## Problem
In the entries below, please swap "rider's jacket" for "cyclist's coat" each time it appears, and give the lines again with nothing else changed. Omit the pictures from your version.

== Provided data

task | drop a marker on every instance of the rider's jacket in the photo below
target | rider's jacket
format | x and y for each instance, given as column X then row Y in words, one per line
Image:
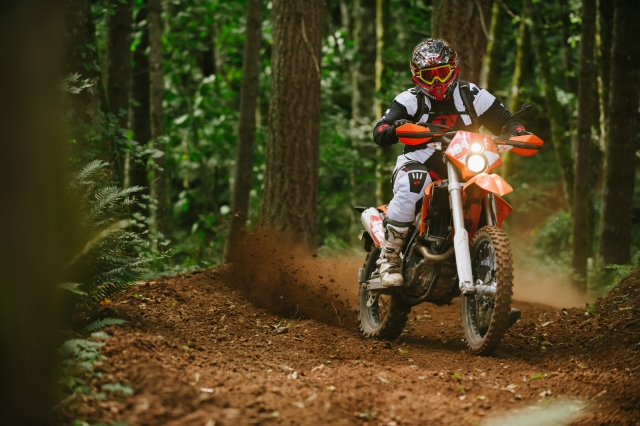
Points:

====

## Answer below
task | drop a marker on every instance of the cyclist's coat in the photo below
target | cyclist's coat
format | x and y for each instance, given as column X then row Y in words, one per line
Image:
Points:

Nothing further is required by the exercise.